## GOAL OF THE EXERCISE
Copy down, word for word, the passage of the forum thread about UTF-8 and Google Books data between "What else could" and "needed for this.", inclusive.

## TEXT BLOCK

I was able to confirm that the JSONObject built from the InputStream already contains those mistakes. It seems like the original inputstream from Google is not being read correctly. Weird is that I have "UTF-8" encoding (which should contain german characters) added to my InputStreamReader, but to no avail apparently.

Here is the http-request procedure I am using:

public class HttpRequest {

public static String request(String urlString) throws IOException {
    URL url = new URL(urlString);
    URLConnection connection = url.openConnection();
    connection.setConnectTimeout(5000);
    connection.setReadTimeout(10000);
    BufferedReader in = new BufferedReader(new InputStreamReader(connection.getInputStream(), "UTF-8"));
    StringBuilder builder = new StringBuilder();
    String inputLine;
    while((inputLine = in.readLine()) != null)
        builder.append(inputLine);
    in.close();
    return builder.toString();
}
}

What else could be going wrong? I checked the StringBuilder already, but the mistakes are already in the inputLine(s) that get read out of the BufferedReader. Also, I was unable to find any language or encoding specific settings in the official google books api guide, so I guess they should come with universal encoding, but then the "UTF-8" flag should detect them, or not?


Solution

  • Easiest is to check the raw data in another way, such as a browser. Looking at a Google Books api url response in the browser is quite simple, just use the url and the response comes back as json. Optionally install a json viewer plugin, but not needed for this.

    For example use this url:

    https://www.googleapis.com/books/v1/volumes?q=Latein+key=NO
    

    Checking the http header (in the browser developer tools for example) you can see that the header list the content as having the expected encoding:

    content-type: application/json; charset=UTF-8
    

    Look at the specific content for some German results and the text there and we can see that it is correct German special characters for some books, but not for all. Depending on the book in question.

    Conclusion: UTF-8 is indeed correct and the source/raw data has missing/wrong data for some texts for the German characters.

## GIVEN RECORDS
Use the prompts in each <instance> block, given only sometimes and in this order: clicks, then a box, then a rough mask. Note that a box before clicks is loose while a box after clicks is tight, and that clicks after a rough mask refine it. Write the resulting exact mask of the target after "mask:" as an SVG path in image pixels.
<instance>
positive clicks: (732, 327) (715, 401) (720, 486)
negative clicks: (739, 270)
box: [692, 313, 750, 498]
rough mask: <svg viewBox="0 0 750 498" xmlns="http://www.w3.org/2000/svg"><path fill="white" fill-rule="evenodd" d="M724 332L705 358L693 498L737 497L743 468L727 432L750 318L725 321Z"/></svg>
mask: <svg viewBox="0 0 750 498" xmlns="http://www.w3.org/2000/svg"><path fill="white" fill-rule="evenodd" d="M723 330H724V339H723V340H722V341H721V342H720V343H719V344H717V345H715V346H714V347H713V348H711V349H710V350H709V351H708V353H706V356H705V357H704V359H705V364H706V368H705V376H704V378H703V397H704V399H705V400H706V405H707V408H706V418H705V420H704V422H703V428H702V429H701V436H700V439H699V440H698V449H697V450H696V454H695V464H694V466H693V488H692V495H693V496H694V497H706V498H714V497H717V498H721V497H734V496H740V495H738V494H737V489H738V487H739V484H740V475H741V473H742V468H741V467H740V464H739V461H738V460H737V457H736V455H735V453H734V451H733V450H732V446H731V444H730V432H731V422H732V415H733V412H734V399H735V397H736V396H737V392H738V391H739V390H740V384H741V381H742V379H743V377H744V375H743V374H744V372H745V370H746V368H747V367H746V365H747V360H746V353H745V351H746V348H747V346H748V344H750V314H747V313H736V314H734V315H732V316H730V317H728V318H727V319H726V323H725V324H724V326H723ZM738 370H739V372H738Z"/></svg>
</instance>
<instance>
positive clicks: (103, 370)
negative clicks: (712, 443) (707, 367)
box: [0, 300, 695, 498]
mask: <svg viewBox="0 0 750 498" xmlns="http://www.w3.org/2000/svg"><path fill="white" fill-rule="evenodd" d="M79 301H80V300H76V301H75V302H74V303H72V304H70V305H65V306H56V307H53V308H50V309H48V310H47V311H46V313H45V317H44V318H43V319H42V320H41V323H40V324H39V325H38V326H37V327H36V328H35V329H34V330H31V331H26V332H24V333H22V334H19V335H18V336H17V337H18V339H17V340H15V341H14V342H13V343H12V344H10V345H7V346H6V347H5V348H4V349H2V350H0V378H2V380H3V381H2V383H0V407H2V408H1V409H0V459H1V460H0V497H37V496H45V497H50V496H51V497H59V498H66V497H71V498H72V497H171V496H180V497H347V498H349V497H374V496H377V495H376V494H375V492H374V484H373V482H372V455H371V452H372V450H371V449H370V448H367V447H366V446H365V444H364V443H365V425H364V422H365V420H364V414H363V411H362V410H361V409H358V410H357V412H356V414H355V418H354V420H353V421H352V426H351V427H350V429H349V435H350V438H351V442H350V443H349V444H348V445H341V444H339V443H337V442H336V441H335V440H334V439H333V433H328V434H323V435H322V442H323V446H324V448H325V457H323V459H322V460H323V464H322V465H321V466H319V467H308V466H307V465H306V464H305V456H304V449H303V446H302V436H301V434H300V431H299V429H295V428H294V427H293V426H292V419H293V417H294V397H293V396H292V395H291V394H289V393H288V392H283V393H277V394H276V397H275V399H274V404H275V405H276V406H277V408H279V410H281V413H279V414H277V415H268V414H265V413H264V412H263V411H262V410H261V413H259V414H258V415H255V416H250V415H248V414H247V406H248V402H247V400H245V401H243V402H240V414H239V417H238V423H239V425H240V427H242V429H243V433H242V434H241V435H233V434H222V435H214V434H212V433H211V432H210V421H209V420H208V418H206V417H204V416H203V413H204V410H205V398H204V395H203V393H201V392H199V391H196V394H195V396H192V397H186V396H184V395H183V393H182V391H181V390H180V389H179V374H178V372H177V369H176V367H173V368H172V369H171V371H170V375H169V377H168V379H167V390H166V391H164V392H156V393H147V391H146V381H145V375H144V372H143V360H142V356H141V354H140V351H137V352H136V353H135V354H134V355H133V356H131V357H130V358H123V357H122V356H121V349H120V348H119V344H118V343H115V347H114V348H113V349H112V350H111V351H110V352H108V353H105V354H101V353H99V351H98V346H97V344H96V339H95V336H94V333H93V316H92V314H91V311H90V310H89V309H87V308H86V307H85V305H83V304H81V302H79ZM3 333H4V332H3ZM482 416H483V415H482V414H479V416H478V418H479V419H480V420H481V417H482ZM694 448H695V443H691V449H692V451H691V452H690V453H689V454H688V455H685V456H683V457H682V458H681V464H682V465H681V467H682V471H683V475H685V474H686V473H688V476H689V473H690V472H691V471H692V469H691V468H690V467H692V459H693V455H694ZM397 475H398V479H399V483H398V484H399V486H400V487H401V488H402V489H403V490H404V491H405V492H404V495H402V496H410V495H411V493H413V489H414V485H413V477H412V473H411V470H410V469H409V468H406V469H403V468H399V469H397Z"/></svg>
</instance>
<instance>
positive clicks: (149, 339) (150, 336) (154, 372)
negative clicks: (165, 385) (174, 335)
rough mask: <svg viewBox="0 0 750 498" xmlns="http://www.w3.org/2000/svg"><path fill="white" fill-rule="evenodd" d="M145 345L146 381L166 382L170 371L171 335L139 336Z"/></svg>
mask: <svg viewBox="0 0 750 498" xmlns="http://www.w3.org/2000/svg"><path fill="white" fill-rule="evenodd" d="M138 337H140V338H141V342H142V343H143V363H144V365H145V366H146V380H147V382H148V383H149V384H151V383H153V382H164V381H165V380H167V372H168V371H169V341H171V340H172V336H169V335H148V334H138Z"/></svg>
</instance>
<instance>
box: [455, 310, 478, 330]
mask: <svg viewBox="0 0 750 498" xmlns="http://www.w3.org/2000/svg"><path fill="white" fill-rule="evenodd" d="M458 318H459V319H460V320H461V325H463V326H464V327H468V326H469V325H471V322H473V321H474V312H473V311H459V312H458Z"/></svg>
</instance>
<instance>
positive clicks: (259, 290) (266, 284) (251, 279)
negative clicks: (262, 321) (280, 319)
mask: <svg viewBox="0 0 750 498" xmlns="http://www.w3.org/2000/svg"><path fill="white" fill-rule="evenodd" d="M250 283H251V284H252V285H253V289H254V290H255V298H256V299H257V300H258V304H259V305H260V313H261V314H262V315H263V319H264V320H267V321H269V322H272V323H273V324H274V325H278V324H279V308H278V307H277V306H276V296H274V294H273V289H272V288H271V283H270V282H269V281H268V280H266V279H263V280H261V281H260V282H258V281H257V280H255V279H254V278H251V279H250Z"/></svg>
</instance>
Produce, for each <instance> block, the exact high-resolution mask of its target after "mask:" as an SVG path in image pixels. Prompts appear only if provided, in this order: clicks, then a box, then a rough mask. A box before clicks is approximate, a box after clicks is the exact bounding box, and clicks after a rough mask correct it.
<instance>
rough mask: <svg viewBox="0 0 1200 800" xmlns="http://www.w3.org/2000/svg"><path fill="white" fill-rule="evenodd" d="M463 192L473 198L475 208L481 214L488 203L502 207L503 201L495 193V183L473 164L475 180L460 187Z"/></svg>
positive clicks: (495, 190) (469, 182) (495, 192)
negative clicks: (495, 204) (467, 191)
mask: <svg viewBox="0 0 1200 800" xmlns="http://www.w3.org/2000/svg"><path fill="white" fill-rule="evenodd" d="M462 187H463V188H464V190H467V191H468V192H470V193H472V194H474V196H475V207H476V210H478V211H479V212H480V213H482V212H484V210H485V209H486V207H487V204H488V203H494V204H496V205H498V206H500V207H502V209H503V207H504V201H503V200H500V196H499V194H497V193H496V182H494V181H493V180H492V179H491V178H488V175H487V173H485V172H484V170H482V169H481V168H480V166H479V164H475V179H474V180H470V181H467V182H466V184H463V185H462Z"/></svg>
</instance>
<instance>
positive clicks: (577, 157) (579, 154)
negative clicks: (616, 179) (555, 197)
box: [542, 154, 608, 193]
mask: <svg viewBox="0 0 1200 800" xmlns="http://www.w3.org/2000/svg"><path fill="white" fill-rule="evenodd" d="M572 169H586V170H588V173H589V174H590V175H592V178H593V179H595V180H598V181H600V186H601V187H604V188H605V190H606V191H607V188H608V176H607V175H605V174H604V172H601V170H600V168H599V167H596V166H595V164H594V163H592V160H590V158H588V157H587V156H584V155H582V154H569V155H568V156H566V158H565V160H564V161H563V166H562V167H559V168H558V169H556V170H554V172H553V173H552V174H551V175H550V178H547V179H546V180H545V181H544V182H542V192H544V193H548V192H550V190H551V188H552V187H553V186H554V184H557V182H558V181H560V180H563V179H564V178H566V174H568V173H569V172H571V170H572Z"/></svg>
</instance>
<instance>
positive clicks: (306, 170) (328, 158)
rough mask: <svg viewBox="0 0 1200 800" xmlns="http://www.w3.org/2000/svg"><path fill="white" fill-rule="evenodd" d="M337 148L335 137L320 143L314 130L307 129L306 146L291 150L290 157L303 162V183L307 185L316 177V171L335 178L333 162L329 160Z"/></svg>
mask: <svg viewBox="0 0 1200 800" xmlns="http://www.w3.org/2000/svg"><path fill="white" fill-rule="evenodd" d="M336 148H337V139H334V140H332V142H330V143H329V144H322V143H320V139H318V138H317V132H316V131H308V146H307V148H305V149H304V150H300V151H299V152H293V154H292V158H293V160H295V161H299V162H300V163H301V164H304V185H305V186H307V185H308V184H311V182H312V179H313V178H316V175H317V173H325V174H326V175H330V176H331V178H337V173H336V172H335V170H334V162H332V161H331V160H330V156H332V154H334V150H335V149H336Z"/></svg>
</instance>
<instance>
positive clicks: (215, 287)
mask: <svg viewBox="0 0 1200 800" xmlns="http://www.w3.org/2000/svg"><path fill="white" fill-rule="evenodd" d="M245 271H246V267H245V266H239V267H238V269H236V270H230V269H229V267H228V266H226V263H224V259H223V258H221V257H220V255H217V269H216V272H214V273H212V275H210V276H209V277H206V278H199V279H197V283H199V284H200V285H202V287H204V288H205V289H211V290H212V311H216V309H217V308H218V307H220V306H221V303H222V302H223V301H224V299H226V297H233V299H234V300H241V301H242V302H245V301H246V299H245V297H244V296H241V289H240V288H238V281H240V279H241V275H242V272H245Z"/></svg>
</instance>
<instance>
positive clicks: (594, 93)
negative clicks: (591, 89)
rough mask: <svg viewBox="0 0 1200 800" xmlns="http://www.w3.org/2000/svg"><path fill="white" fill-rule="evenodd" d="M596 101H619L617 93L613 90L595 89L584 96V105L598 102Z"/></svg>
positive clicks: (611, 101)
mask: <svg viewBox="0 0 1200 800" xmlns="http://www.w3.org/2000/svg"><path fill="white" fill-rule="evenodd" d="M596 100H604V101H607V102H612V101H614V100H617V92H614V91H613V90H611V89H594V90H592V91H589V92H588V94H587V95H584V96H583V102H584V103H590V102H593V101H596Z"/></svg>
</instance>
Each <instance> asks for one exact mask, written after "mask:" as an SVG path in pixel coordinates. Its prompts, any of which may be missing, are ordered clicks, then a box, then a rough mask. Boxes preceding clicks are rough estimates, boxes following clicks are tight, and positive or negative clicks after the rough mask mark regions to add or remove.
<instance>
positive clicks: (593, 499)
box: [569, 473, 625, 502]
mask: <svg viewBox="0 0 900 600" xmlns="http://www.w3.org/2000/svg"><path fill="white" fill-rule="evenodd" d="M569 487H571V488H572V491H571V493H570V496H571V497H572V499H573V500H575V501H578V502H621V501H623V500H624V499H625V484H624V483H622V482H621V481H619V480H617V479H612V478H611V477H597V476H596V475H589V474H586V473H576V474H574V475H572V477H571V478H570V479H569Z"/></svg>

## SOLUTION FOR THIS EXERCISE
What else could be going wrong? I checked the StringBuilder already, but the mistakes are already in the inputLine(s) that get read out of the BufferedReader. Also, I was unable to find any language or encoding specific settings in the official google books api guide, so I guess they should come with universal encoding, but then the "UTF-8" flag should detect them, or not?


Solution

  • Easiest is to check the raw data in another way, such as a browser. Looking at a Google Books api url response in the browser is quite simple, just use the url and the response comes back as json. Optionally install a json viewer plugin, but not needed for this.